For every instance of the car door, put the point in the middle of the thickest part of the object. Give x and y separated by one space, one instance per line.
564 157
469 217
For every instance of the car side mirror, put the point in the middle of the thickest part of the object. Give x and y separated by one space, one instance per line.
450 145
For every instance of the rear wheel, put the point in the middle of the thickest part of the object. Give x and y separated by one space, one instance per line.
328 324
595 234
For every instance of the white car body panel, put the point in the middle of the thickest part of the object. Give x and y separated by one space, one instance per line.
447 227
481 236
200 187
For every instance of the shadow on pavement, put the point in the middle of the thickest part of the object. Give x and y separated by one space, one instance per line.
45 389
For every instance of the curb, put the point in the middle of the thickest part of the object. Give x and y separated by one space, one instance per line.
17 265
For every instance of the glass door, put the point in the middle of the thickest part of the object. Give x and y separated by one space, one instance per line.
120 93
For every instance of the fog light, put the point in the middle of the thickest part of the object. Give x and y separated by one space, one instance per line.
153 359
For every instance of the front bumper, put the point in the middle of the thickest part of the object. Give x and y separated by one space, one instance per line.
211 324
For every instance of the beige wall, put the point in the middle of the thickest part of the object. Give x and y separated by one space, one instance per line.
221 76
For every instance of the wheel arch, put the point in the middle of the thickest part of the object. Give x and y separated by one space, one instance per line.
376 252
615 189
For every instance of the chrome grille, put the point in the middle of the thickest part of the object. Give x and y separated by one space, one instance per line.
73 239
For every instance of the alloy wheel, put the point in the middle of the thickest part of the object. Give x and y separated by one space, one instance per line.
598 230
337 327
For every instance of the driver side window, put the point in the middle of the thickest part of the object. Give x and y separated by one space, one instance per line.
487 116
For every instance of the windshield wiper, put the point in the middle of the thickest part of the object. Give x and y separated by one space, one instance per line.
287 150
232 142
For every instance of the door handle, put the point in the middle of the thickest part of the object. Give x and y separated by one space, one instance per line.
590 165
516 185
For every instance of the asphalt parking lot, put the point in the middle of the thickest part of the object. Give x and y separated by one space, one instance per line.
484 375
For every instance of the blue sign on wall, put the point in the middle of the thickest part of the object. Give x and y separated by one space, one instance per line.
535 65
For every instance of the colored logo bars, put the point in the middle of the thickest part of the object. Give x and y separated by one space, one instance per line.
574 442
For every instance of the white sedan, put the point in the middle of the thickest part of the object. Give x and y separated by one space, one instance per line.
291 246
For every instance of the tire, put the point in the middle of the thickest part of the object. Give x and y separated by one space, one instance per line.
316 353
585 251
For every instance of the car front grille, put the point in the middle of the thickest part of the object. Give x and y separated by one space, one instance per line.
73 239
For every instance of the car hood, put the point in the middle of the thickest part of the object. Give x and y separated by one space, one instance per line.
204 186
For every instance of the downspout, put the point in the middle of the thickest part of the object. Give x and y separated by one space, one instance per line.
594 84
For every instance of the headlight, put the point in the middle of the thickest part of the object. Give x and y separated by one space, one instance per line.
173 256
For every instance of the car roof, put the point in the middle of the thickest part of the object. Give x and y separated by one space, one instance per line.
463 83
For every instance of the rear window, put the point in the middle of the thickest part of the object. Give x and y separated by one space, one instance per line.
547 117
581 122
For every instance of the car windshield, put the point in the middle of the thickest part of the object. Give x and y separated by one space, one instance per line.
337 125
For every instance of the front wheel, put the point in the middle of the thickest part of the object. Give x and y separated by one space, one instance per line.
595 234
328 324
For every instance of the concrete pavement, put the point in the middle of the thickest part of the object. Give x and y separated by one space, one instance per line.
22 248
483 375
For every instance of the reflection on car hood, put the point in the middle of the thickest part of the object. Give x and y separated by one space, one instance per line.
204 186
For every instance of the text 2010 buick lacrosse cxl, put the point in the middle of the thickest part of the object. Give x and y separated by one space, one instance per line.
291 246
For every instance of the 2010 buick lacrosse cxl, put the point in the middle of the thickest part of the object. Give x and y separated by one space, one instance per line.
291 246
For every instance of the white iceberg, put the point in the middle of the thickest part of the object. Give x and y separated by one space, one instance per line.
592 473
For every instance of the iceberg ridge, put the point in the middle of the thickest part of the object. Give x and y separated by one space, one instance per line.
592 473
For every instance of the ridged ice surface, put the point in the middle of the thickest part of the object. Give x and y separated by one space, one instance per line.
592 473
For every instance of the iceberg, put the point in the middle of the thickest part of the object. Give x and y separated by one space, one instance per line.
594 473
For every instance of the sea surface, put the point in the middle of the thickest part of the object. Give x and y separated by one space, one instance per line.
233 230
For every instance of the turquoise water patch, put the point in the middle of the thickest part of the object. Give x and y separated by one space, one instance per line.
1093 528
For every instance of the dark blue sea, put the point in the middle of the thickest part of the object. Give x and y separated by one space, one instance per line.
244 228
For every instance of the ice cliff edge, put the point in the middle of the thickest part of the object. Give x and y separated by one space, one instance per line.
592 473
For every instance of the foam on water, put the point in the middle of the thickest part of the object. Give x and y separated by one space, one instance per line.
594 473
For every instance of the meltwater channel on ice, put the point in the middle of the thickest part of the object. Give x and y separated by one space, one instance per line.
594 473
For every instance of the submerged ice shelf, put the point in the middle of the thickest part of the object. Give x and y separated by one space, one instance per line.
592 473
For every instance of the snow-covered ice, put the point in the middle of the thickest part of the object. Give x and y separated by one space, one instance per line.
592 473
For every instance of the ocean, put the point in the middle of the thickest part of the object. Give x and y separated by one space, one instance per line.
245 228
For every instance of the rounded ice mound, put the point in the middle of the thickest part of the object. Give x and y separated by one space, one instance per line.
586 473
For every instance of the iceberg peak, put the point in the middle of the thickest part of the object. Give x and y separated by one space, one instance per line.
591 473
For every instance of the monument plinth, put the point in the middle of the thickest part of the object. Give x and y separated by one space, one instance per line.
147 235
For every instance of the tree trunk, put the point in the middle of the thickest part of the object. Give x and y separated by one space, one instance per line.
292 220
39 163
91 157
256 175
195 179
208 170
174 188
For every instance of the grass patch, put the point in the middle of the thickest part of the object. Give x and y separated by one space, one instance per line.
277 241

§ **Problem requirements**: Please copy all of the data above word for word, line by line, with no changes.

§ **Response for this exercise**:
For every instance of the car door, put the point in the middle of the thickest part of the object. Give x and y separated by one space, one instance per line.
564 157
469 217
For every instance of the car side mirror, put the point in the middle of the thickest part of the object. Give x and y separated by one space, one instance per line.
450 145
For every instance of the rear wheel, put the point in the middle of the thickest part of the object. Give x and y separated by one space, one instance per line.
328 324
595 234
For every instance of the white car body panel, put the point in the middle of the thickest part of the object. Give x and y separated by one space, one instance per line.
447 227
481 236
200 187
For every instance of the shadow on pavement, put the point in the middle of the thickest part of the object. Give x and y separated by one space, one instance per line.
45 389
For every instance of the curb, put the point in the middle of the thickest part of the object. Give x and y separated by one space, one instance per line.
17 265
For every instance of the glass door, put the point in the middle of the thickest part of the object. Give x and y separated by one space, one instance per line.
120 93
For every instance of the fog light, put the point in the middle of the thickest part of the object. Give x and y separated by one space, one instance per line.
153 359
For every instance of the front bumper, put the point in the middle of the thickest part of the object. Give x and y separated by one space, one instance per line.
211 324
For every instance of the beige wall, put the point in the middle of the thickest part of the object. Give x and y separated by one space, one instance per line.
221 76
For every instance of the wheel arch, put the point in the middle of the thickest part of the object. Give x and y separated by one space, one instance per line.
376 252
615 189
For every instance of the chrome grille, put the point in the middle of the thickest part of the object. Give x and y separated by one space, one instance per line.
73 239
For every instance of the alloy wheel, put the point in the middle of the thickest part of the object. Give x and y separated by one space, one instance per line.
598 230
337 327
For every instance of the driver side window, put the point in the middle of the thickest part of the object. Give x and y separated by one space, one instance per line.
487 116
For every instance of the windshield wiper, put the point in the middle of the thickest part of the object. Give x and y separated by one space, one instance per line.
287 150
232 142
For every instance of the door handle, put the point in the middle of the thickest part of the object. Give x and y separated by one space, one instance per line.
590 165
516 185
For every instance of the asphalt parking lot, put the point in the middle of the thickest part of the object. Give x and y separated by one space, one instance per line.
484 375
For every instance of the blue sign on wall, put the point in the middle of the thickest part of the object. Give x and y separated by one space, one instance per line.
535 65
For every instance of the colored logo bars, put the point in the middle of the thickest part of the object. Give x and y separated by one space, one instance per line.
574 442
For every instance of the white sedan, put the point in the middle of the thickest part of the object. Give x and y separated by one space, one instance per line.
291 246
For every instance of the tire, put the point in the middle of the thickest part of the object. Give x and y separated by one space, one instance per line.
316 353
585 251
For every instance of the car front grille, put the point in the middle of the thickest part of the object. Give x and y separated by one space, one instance per line.
73 239
For every instance of the car hood, put the point in the middle of the thickest part of the object. Give x and y separated by one space, one instance per line.
204 186
For every instance of the downspout, put the point in the middle of the thickest part of the object. Give x and y separated by one space, one instance per line.
594 84
For every instance of the headlight, put the point in the middle of the thickest part of the object. Give x and y separated by one space, one instance per line.
173 256
For every instance of the car roof, put the point in the middle of the thickest part of the object. Give x and y separated by one space, one instance per line.
463 83
For every instance of the rear window, put the point in the middle of the thickest part of the object. Give x and y separated by one space, one instance per line.
547 117
581 122
For every instance of the car windshield, put the point in the middle of the thickest part of the object. Give x and y separated by one space, one instance per line.
337 125
For every instance of the front wheel, put the point in the middle of the thickest part of the object. Give x and y separated by one space, one instance per line.
595 234
328 324
For every instance of the concrete pavement, put the point in the middle of the thickest part of the object. Give x and y separated by one space, one instance per line.
22 248
483 375
For every instance of the reflection on car hood, put the point in the middle of the thickest part of the object. Give x and y separated by one space, one instance per line.
204 186
For every instance of the text 2010 buick lacrosse cxl, put the point in the middle of the thickest part of the object. Give x and y separated by one space, one instance per line.
291 246
For every instance of the 2010 buick lacrosse cxl, put the point in the middle of the thickest part of the object. Give x and y separated by one space, one instance per line.
291 246
For every instance of the white iceberg, put the point in the middle of the thickest part of the object. Give x and y separated by one space, one instance per line.
592 473
For every instance of the iceberg ridge, put the point in the middle of the thickest part of the object. Give x and y separated by one space, one instance per line.
592 473
For every instance of the ridged ice surface, put the point in the middle of the thickest part of the object. Give x and y separated by one space, one instance per line.
592 473
For every instance of the iceberg, put the point in the middle of the thickest part of the object. Give x and y separated by one space, one instance per line.
594 473
For every instance of the sea surface, put the point in the middle of the thickest part of the object. Give x and y separated by one space, one instance per line.
233 230
For every instance of the turquoise water patch, put the point in the middle of the thickest part of the object. Give x and y separated by one space, one instance per line.
1093 528
For every instance of the dark blue sea, put the point in the middle of the thickest part of the object. Give x and y separated by one space, one instance per line.
244 228
For every instance of the ice cliff edge, put the point in the middle of the thickest part of the object. Give x and y separated by one space, one instance per line.
592 473
For every instance of the foam on water, put the point in the middle of the thickest part of the object. Give x and y separated by one space, one instance per line.
594 473
For every instance of the meltwater channel on ice, put the point in the middle of the thickest part of the object. Give x and y separated by one space, one instance per line.
594 473
For every instance of the submerged ice shelf, put the point in the middle of the thickest part of the object. Give x and y separated by one space, one instance per line.
592 473
For every instance of the snow-covered ice, put the point in the middle of the thickest part of the object. Give x and y separated by one space, one instance per line.
592 473
For every instance of the ocean, put the point in the middle of the thickest part of the object. Give x and y separated by one space, one instance per line.
245 228
For every instance of the rounded ice mound, put the point in the middle of the thickest part of the object. Give x and y separated by one space, one instance per line.
586 473
For every instance of the iceberg peak, put the point in the middle of the thickest part of the object. Give x and y separated by one space, one instance per line.
591 473
For every instance of the monument plinth, put the point in the middle of the thickest part of the object. Give x and y separated by one space, one instance per line.
147 235
For every instance of the tree trunk, put the point in the middle of the thickest part of the object. Give x and y separated by one space, one instance per line.
292 220
39 163
91 157
256 175
195 179
208 170
174 188
For every instance of the grass patch, put the point in the middle of the thickest part of the object. Give x and y separated by one space, one instance per line.
277 241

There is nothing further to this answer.